======== DOCUMENT PASSAGE
CNN has reported on a baby who was born twice (see above). LynLee Boemer was removed from her mother’s womb at 23 weeks gestation so that doctors could perform a life-saving surgery on her. She was then returned to her mother’s womb and carried to term, at which time she emerged from the womb a second time.
LynLee’s case raises an interesting question. Could she have been aborted after being returned to her mother’s womb? There is obviously both a legal and moral dimension to this question. Under normal circumstances in the U.S. once a person is born, they are considered a “person” under the law and are entitled to all the protections of every other citizen. Would this baby fit that criterion? Would this baby lose that status of personhood once reentering the womb?
If the baby loses that status, why? If the baby retains that status, then what is the moral difference between the 23 week Lynlee Boemer in the womb for the second time and any other 23 week baby in the womb for the first time?
Do you see what I’m getting at? If LynLee’s life is precious and worthy of protection at 23 weeks, then every other unborn child’s life is precious and worthy of protection as well. Our laws and and our culture may not recognize that, but they should. Shouldn’t they?
We are told by the abortion proponents that the debate over abortion is about whether or not women have a right to control their own bodies. That’s a distortion. There is no real disagreement about that. Our disagreement is about whether or not it should be legal to kill someone else’s body.
Abortion proponents want the unborn excluded from the human community so that their lives can be taken for any or no reason at all. It doesn’t take much effort to see the moral bankruptcy of such thinking.
Every life is precious and valuable from conception to natural death. Little LynLee’s life reminds us of that.
================
======== DATA UNDER STUDY
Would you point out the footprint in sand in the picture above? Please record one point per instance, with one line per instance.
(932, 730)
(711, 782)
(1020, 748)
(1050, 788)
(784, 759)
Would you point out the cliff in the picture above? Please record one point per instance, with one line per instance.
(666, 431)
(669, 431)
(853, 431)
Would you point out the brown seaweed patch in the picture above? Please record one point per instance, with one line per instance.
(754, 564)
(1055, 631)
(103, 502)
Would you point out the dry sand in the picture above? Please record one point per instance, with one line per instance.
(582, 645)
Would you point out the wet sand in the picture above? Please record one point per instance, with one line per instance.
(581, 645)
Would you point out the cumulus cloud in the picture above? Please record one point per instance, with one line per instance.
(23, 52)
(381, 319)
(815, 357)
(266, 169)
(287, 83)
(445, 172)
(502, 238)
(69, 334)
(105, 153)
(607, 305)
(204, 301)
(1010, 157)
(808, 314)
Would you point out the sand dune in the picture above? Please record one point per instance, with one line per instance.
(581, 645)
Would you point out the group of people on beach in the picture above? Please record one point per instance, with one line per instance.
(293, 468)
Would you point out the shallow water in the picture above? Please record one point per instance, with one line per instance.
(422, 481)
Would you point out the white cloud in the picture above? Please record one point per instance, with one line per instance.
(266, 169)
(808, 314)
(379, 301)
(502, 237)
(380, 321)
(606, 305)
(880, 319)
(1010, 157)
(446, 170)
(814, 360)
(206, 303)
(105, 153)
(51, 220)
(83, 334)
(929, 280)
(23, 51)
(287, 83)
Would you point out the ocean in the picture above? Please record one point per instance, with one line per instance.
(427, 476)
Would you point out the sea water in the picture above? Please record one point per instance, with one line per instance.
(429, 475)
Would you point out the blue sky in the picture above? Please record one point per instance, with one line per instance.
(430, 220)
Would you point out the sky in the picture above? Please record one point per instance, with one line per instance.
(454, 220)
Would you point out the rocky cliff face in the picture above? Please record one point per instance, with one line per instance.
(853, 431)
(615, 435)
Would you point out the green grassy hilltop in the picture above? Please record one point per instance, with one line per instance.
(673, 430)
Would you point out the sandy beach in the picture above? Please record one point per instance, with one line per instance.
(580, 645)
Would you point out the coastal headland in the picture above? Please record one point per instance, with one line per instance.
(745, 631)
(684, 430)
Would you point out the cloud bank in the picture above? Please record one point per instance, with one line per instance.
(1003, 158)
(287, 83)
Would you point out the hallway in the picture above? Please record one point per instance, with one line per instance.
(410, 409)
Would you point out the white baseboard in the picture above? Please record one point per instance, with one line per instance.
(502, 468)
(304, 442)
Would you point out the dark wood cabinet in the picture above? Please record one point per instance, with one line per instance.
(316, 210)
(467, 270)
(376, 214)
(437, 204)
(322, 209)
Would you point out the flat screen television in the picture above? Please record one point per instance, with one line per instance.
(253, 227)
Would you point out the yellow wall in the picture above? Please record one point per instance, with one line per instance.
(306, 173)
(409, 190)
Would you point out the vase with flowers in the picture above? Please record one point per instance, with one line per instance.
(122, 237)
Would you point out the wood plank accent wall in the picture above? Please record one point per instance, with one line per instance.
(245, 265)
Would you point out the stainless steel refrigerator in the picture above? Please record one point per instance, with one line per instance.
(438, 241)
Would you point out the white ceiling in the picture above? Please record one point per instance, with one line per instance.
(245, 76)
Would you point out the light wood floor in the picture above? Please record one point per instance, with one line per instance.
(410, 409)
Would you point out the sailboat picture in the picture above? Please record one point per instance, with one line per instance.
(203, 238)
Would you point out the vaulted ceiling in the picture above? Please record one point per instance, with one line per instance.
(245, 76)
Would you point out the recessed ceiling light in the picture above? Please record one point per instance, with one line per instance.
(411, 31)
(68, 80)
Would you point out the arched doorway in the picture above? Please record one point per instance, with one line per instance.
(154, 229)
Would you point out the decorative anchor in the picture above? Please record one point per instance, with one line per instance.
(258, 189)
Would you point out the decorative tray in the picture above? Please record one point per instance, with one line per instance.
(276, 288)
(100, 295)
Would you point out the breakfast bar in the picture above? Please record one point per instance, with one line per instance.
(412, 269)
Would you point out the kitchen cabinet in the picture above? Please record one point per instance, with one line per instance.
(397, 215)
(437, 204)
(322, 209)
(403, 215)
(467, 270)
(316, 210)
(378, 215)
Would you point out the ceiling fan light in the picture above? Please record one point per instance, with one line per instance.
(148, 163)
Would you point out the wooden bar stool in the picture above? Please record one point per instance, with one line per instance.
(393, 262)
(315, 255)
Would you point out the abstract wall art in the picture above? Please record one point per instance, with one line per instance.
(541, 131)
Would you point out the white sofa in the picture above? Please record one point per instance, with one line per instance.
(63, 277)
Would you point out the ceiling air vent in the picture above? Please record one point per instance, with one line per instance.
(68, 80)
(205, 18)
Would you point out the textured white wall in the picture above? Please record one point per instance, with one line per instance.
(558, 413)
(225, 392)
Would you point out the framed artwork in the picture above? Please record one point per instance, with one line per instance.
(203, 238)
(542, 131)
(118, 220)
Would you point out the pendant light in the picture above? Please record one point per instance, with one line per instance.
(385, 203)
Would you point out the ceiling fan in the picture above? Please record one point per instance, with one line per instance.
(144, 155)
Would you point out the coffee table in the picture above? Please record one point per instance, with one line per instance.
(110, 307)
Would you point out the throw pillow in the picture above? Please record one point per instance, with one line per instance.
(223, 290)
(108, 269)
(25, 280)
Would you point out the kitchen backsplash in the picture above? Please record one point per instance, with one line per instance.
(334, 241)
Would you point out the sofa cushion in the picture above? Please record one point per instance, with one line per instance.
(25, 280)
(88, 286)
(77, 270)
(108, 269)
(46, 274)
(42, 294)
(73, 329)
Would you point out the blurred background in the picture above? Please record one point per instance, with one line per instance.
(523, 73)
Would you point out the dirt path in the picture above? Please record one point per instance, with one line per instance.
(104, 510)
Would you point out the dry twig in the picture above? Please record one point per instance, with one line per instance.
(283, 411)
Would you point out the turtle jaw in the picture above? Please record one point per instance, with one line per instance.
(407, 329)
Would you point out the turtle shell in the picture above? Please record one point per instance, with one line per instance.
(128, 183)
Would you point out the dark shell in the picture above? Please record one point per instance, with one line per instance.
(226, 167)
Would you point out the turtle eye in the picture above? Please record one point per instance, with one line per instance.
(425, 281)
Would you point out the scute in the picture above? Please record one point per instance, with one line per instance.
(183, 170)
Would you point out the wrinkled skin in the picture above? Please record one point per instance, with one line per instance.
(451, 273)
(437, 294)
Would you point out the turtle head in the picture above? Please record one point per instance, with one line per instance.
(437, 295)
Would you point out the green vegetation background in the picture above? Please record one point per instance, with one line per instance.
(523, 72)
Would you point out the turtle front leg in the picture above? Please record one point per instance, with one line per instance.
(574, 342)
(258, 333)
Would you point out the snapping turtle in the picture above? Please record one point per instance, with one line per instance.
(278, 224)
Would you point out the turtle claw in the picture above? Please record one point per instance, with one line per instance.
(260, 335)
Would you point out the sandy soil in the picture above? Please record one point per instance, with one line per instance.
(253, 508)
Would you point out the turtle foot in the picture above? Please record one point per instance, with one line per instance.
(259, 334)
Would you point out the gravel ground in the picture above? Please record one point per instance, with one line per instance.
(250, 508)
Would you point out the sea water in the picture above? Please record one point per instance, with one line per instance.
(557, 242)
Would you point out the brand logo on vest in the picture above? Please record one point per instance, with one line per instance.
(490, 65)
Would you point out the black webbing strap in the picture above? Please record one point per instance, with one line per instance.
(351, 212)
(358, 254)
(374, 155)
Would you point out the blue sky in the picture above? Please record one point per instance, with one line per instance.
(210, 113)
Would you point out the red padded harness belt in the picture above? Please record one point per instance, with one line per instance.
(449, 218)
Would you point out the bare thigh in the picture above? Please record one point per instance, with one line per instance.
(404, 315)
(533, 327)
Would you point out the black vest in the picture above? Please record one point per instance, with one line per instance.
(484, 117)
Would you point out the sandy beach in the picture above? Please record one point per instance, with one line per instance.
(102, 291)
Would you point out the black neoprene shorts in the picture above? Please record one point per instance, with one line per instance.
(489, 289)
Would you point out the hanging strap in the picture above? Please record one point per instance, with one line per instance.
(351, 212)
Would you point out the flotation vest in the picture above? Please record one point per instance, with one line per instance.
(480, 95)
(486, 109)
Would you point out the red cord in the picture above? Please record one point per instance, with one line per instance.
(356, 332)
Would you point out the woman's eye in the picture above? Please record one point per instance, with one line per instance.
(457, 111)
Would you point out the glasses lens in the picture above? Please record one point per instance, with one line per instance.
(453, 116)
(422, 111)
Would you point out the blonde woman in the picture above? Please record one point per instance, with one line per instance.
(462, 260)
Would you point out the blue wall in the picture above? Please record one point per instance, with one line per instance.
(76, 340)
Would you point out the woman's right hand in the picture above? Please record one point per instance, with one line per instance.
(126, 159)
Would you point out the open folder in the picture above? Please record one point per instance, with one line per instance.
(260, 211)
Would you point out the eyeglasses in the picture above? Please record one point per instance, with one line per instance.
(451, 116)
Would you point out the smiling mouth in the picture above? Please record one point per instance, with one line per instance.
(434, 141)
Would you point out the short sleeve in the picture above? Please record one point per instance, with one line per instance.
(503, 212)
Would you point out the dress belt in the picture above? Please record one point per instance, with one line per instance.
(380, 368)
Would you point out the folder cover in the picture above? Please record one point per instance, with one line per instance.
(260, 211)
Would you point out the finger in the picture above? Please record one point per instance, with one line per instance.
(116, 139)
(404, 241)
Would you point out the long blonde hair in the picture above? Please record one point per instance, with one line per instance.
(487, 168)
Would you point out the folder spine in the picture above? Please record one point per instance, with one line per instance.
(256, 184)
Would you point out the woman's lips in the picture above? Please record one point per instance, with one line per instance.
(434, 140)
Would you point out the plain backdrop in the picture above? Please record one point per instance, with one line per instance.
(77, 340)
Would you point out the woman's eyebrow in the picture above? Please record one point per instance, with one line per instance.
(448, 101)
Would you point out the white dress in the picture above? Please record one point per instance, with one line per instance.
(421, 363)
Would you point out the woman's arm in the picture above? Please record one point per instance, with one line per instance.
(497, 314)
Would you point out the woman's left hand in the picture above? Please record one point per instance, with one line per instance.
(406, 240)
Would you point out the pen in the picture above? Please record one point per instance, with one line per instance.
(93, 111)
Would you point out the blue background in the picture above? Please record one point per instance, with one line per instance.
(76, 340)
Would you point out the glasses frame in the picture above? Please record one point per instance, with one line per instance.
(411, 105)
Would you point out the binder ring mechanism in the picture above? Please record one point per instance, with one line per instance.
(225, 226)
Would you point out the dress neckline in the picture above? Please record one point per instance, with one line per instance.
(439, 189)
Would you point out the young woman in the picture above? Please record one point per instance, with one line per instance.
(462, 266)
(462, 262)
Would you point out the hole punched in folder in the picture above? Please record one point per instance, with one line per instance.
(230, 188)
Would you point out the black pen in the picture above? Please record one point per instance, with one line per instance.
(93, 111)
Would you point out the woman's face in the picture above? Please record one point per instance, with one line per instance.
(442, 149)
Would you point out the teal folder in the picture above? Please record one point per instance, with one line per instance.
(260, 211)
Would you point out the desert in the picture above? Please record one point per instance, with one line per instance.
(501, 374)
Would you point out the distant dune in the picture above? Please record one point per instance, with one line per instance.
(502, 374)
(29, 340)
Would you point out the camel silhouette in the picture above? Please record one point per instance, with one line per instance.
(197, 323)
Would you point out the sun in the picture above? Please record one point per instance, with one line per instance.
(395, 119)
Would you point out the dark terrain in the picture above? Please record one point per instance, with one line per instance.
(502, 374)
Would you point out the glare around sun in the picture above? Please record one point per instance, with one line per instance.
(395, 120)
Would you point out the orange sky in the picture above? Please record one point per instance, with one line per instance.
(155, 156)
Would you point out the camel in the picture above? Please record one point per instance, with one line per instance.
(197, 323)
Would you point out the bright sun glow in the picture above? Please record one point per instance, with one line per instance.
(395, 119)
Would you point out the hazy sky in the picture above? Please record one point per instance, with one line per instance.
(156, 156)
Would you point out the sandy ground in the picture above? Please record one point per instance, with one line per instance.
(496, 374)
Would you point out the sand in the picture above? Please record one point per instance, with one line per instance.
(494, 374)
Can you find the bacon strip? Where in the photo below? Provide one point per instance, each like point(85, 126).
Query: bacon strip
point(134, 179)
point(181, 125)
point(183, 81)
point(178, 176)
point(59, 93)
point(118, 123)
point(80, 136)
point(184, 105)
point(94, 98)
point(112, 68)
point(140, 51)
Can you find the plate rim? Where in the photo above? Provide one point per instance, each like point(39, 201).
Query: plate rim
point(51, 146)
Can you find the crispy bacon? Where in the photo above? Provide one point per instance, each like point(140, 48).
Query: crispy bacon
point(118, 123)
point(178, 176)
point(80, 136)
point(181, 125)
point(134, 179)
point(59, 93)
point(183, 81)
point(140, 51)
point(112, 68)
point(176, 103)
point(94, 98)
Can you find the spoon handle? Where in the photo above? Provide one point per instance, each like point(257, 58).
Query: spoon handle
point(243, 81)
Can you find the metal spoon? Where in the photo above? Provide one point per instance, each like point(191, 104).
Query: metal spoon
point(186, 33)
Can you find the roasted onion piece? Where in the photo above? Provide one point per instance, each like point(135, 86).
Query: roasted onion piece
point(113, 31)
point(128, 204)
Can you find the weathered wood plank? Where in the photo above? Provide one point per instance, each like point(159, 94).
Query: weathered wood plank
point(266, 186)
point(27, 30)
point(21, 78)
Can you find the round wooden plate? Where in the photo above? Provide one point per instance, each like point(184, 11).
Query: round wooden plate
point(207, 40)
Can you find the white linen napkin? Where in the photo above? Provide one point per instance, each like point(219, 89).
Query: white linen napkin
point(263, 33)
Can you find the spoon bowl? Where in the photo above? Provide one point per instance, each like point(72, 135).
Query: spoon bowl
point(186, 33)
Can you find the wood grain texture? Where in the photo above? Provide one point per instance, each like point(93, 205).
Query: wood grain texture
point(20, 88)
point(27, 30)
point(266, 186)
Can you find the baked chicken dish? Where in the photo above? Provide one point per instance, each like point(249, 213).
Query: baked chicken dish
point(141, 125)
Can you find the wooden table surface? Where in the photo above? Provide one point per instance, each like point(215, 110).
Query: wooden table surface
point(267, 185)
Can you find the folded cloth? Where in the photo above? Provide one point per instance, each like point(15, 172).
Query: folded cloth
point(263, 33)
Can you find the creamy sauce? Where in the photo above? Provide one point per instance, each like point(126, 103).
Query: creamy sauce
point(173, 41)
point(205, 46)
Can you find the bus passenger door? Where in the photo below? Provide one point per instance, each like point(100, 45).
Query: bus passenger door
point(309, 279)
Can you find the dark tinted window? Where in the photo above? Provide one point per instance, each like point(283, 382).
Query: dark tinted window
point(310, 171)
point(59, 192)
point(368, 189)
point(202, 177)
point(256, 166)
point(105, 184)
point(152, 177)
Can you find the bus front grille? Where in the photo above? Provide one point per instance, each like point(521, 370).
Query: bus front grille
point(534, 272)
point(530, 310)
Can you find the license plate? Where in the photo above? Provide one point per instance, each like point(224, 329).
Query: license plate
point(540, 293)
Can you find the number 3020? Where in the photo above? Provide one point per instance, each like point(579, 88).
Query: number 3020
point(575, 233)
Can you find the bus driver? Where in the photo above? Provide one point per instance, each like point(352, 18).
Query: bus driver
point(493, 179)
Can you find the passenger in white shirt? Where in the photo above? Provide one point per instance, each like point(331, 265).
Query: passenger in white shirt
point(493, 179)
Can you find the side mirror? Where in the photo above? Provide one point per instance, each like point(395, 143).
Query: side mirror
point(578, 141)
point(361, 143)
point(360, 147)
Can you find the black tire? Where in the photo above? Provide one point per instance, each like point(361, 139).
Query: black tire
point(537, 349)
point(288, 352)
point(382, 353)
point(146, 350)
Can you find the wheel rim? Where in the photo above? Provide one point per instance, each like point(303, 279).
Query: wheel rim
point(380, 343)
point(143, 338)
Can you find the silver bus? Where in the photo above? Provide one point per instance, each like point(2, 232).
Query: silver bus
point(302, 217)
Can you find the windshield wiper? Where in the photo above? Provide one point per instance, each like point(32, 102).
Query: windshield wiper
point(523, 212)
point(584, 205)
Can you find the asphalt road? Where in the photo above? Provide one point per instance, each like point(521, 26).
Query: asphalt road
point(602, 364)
================
● WHAT THE TASK ASKS: Which questions does the LynLee Boemer piece itself pose? List every one. Nothing in the items matters for what comes next.

● OUTPUT FOR THIS EXERCISE:
1. Could she have been aborted after being returned to her mother's womb?
2. Would this baby fit that criterion?
3. Would this baby lose that status of personhood once reentering the womb?
4. If the baby loses that status, why?
5. If the baby retains that status, then what is the moral difference between the 23 week Lynlee Boemer in the womb for the second time and any other 23 week baby in the womb for the first time?
6. Do you see what I'm getting at?
7. Shouldn't they?